→ **READING TEXT**
<<<<

Critical forehand surfing in a wave pool… and beyond
Surf Coach Cahill Bell-Warren shares expert advice about how to improve your forehand surfing. This article is part of our partnership with the Surf Better Now group and Surfing Victoria…
The Rumble At The Ranch WSL event was such a long overdue reminder of what CT level surfing looks like; high end elite performances.
What separates the worlds best and the mere mortals? It isn’t simply equipment, or strength. It’s not decades of experience either… Caroline Marks is only 18 years old.
There are a few key points of separation, but one that was highlighted by the small field at the Ranch was the unwavering commitment to the most critical section of the wave, anything less was unacceptable. The best surfers always target the most critical section, getting their board above the lip where possible.
This critical approach is rewarded by the judging panel also, with any work done out of the pocket crucified in score lines.
Core surfers understand this, immediately seeing through the facade of ‘pretend’ critical surfing. Don’t think you can see the difference? Do let out a ‘whooooaaaahh’ groan from deep in their soul when someone lets rip with true intent? If so, then yeah, you get it.
We recently delivered you an extended breakdown on Tightening the Backhand at URBNSURF, so this post will focus specifically on the Forehand.
From this point on this blog includes screenshots from the Critical Forehand Surfing VLOG available in both Natural and Goofy versions in the Member section of the website. The VLOG features Cahill Bell-Warren breaking down the elements of Critical Forehand Surfing, using developing juniors alongside Xavier Huxtable as a comparison. If you are not yet a member you can sign up here sign up here.

>>>>

→ **GIVEN ENTRIES**
<<<<

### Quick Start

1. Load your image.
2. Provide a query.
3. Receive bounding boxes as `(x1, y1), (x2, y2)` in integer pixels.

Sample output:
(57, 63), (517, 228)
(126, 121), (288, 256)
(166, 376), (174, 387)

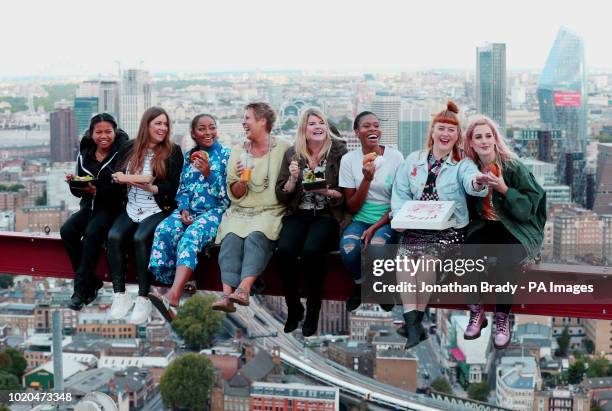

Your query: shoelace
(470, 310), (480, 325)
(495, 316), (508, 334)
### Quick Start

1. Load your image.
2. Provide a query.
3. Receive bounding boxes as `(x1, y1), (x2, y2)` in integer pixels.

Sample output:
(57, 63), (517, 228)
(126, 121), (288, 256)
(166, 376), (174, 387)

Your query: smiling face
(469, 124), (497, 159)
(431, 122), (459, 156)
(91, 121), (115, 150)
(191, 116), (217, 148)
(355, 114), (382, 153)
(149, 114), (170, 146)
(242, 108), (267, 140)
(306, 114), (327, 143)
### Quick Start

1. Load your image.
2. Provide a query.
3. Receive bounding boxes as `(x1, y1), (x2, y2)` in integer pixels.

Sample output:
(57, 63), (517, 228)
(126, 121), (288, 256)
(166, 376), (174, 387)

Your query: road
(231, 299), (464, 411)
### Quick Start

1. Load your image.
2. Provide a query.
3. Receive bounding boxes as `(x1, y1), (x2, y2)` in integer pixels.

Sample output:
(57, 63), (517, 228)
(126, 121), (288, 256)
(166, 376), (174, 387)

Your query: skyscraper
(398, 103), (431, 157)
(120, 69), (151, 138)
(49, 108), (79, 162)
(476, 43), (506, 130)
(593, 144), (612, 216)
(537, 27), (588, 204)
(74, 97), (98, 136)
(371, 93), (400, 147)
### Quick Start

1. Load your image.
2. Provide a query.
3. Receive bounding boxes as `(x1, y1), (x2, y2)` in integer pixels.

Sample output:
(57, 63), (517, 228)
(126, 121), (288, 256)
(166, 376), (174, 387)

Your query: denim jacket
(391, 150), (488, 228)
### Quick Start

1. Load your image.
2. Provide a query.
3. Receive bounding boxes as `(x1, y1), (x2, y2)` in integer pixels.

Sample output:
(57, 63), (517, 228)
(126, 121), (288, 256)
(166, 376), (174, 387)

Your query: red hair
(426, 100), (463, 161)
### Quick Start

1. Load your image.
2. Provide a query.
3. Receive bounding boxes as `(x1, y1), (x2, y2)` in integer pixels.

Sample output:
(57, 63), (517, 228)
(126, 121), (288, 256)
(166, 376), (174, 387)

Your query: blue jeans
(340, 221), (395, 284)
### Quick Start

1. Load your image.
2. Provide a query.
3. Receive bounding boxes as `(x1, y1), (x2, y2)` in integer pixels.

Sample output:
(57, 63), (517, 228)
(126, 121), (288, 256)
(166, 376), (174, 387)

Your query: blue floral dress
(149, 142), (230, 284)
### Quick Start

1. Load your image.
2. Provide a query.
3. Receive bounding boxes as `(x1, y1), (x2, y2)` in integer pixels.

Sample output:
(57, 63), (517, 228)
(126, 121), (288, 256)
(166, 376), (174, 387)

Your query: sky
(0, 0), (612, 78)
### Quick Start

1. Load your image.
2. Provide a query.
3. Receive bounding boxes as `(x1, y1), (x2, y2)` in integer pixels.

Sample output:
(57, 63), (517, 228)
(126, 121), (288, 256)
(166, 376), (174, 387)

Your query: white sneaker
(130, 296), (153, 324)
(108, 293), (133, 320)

>>>>

→ **DIRECTION A**
According to the forehand surfing article, why does this post deal only with the forehand? Answer in one to three sentences.
→ **DIRECTION B**
Extend the forehand surfing article past its final sentence with a further passage.
The data is separate material and has no connection to the forehand surfing article.

→ **EXERCISE RESPONSE A**
The post deals only with the forehand because an extended breakdown on tightening the backhand at URBNSURF was delivered recently.

→ **EXERCISE RESPONSE B**
As highlighted in Tightening the Backhand; What is the critical area of the wave?
This is the pocket, lip line, or close to the breaking part of the wave. This is the fastest moving, most risky part of the wave, it is also the most rewarding area to turn in for both personal sensation and speed outcomes on exit.
In the below image.
Green = The critical section.
Orange = The shoulder.
Red = The open face.
Put simply, a surfer can’t be doing tight or critical surfing on the forehand if they are out on the face or on the shoulder. These critical areas should be targeted with a committed bottom turn starting close to, or behind the whitewater. With the close proximity of the wall on takeoff not allowing a surfer to drive from behind the opening section, to perform a tight and critical manoeuvre at the start of a ride Wave Entry at URBNSURF is everything.
The Forehand Bottom Turn is the gatekeeper to critical forehand surfing, there is no escaping this. Committing to the key components of the bottom turn in unison will provide the surfer the best platform to target up into the critical section.
The key focus is where we look, is where we go. If a surfer isn’t looking to the critical section, they will not turn there.
The below comparisons are between developing junior surfers and Xavier Huxtable in a two turn combination. For Xav, this combination is a critical hip wrap into a vertical re-entry.
Turn one. Eyes to the open face in the bottom turn.
Turn 1 outcome = Cutback on the open face.
Turn 2. Eyes to the open face.
Turn 2 outcome. Lateral snap on the shoulder.
Intent to target the critical section is all in the eyes. In the next comparisons, the surfer is looking tighter to the critical area, the shoulder, and as a result the turns are of higher quality and commitment.
Turn one. Eyes to the shoulder in the bottom turn.
Turn 1 outcome = Carve on the shoulder.
Turn 2. Eyes to shoulder.
Turn 2 outcome. Board above lip Re-Entry.
So what does this all mean for me?
Committing to a quality bottom turn is one thing, but the most important factor in targeting the critical section is to look there. The eyes lead the way.
Both surfers in the comparisons with Xavier have the capability and skillset to perform quality hip carves and re-entrys, however their development and scoring capacity is limited by where on the face they are choosing to perform their manoeuvres.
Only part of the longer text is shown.